> SOURCE DOCUMENT
----

- Born: Carol Martin Gatton May 25, 1932 Bremen, Kentucky
- Died: April 18, 2022 (aged 89) Bristol, Tennessee
- Education: University of Kentucky (BS) University of Pennsylvania (MBA)
- Occupations: Entrepreneur, philanthropist
- Allegiance: United States
- Branch: United States Army
- Years: 1954–1956
- Rank: Second Lieutenant

= Bill Gatton =

American entrepreneur and philanthropist (1932–2022)

Carol Martin "Bill" Gatton (May 25, 1932 – April 18, 2022) was an American entrepreneur and philanthropist most well known for his charitable contributions to higher education.

== Early life and education ==
Gatton was born near Bremen, Kentucky, on May 25, 1932, the youngest of four children born to Harry and Edith (Martin) Gatton. He was raised on his family's farm in Bremen, where he showed an early interest in entrepreneurship.

In 1950, Gatton graduated valedictorian from Sacramento High School. He went on to study business and economics at the University of Kentucky while also working as a sales representative for a local Chevrolet dealership. He graduated with a Bachelor of Science degree in 1954, after which he commissioned as a second lieutenant in the United States Army, and served on active duty until 1956. In 1958, he graduated with a Master of Business Administration degree with an emphasis in banking and finance from the Wharton School of the University of Pennsylvania.

== Career ==
After graduating, Gatton moved back to Kentucky and established Bill Gatton Motors in Owensboro. He expanded the business by purchasing dealerships in Tennessee, Alabama, and Texas. The capital Gatton gained from these ventures was then reinvested in various banking and real estate interests, from which Gatton would gain most of his wealth. Drawn by his acquisition of additional dealerships in the area, Gatton moved to Bristol, Tennessee, in 1967.

=== Philanthropy ===
In 1985, Gatton founded The Bill Gatton Foundation for his philanthropic efforts.

----

> EXCERPTED RECORDS
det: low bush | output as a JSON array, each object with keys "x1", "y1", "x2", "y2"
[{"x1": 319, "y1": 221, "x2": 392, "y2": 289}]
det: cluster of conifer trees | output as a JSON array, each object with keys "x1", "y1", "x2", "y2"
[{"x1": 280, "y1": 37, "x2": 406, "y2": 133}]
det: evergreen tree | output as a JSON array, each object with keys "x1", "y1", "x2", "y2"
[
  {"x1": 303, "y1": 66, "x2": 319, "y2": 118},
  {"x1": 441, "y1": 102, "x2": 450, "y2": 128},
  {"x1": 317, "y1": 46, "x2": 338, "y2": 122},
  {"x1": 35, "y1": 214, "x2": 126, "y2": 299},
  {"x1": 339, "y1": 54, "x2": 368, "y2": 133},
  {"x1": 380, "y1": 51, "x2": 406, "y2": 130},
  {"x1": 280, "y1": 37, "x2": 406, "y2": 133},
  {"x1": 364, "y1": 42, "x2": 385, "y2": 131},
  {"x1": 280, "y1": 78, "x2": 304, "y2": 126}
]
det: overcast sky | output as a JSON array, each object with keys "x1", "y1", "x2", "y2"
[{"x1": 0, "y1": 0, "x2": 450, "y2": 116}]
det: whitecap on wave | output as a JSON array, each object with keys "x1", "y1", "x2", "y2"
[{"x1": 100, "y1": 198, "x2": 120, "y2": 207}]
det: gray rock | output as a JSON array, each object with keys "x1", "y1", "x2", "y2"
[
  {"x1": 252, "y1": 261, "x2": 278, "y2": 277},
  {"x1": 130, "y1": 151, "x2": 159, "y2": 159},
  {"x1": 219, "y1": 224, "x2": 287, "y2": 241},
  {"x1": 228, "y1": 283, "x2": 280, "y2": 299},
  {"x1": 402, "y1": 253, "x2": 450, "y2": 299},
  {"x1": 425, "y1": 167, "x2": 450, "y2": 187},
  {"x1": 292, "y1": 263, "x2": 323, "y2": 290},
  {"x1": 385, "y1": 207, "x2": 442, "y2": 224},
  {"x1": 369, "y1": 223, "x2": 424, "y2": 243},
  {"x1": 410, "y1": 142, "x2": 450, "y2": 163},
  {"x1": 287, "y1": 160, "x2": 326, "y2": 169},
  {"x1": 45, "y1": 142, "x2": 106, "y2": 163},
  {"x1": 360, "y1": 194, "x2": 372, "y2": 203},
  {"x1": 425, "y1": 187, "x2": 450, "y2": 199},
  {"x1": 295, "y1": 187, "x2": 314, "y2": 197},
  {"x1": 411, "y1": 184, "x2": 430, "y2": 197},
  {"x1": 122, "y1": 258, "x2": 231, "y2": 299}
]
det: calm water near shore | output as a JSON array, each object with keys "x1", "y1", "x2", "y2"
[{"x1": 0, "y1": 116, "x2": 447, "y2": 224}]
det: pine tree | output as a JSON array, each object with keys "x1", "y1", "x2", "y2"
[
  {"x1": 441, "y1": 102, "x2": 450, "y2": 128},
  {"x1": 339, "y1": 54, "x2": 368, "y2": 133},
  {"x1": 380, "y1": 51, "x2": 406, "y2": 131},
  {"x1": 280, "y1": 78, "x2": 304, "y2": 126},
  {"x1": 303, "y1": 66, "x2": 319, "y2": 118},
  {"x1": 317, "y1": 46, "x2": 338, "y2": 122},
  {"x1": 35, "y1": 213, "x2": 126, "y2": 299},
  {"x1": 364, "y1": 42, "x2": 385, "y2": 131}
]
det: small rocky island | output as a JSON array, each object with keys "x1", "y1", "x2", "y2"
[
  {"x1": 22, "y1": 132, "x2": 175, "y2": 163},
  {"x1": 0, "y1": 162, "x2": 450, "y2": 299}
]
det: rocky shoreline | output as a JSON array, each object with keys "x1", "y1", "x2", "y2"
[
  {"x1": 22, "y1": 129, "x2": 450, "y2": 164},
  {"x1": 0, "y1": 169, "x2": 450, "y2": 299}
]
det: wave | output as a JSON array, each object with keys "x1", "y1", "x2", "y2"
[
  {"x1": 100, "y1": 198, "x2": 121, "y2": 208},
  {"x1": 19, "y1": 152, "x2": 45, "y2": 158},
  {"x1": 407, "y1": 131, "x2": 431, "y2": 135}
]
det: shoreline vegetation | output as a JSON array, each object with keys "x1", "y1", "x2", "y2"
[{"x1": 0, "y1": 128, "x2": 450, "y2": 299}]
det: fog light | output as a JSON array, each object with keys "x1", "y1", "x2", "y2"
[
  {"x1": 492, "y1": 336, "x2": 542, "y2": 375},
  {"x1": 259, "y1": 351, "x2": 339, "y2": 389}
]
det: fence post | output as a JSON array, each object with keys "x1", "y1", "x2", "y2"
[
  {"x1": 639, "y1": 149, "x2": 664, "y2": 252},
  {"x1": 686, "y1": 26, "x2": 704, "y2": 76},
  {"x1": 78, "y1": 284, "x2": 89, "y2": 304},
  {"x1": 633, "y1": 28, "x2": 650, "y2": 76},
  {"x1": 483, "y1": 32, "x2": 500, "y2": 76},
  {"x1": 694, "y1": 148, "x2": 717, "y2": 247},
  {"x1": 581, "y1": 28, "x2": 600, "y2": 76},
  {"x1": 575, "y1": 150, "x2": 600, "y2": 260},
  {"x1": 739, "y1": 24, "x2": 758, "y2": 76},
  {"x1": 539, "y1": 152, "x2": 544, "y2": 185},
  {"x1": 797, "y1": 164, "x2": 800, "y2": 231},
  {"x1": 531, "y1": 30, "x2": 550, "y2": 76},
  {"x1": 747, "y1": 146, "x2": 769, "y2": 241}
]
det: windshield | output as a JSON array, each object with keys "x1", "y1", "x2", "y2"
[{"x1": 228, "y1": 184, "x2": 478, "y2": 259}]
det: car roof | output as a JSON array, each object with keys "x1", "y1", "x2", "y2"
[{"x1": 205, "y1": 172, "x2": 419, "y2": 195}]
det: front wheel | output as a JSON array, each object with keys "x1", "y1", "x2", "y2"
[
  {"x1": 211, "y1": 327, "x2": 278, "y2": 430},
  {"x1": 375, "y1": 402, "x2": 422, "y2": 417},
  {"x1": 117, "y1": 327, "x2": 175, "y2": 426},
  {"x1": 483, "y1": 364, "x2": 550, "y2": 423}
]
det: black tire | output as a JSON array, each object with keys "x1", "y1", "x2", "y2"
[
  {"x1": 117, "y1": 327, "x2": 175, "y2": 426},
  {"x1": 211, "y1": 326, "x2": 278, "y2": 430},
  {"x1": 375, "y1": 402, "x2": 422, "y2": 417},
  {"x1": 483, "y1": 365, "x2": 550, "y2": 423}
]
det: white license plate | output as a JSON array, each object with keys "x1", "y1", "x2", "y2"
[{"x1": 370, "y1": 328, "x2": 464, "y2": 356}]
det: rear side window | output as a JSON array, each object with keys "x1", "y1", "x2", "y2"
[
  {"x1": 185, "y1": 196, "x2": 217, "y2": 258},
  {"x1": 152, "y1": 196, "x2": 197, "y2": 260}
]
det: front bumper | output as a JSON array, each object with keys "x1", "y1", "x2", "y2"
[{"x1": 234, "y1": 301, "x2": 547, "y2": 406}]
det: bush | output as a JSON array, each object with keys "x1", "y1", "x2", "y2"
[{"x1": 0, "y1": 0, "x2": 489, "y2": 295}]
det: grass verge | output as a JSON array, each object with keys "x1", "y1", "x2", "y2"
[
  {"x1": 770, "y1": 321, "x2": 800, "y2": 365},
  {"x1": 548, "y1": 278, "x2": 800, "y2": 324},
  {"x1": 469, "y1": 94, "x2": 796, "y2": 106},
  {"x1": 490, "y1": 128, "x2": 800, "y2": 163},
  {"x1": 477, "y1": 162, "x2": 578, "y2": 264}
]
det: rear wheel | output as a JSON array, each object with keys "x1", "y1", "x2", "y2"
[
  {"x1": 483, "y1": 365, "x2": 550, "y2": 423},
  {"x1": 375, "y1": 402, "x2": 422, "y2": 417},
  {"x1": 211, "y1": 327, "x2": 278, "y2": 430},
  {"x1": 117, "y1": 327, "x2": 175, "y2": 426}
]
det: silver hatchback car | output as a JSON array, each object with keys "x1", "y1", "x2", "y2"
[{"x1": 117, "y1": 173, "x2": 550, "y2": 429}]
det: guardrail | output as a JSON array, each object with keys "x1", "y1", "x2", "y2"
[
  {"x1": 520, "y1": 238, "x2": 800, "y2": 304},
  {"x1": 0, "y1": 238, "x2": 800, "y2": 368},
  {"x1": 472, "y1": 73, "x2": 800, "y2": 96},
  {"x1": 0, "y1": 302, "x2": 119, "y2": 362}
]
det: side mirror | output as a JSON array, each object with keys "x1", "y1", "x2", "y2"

----

> WORK INSTRUCTION 1
Quote the Bill Gatton biography from "- Occupations: Entrepreneur, philanthropist" up to and including "interest in entrepreneurship.".
> WORK INSTRUCTION 2
Based on the Bill Gatton biography, why did Gatton move to Bristol, Tennessee, in 1967? Answer in one to three sentences.
The entries have nothing to do with the Bill Gatton biography.

> TASK RESPONSE 1
- Occupations: Entrepreneur, philanthropist
- Allegiance: United States
- Branch: United States Army
- Years: 1954–1956
- Rank: Second Lieutenant

= Bill Gatton =

American entrepreneur and philanthropist (1932–2022)

Carol Martin "Bill" Gatton (May 25, 1932 – April 18, 2022) was an American entrepreneur and philanthropist most well known for his charitable contributions to higher education.

== Early life and education ==
Gatton was born near Bremen, Kentucky, on May 25, 1932, the youngest of four children born to Harry and Edith (Martin) Gatton. He was raised on his family's farm in Bremen, where he showed an early interest in entrepreneurship.

> TASK RESPONSE 2
He moved to Bristol because he had bought more dealerships in that area.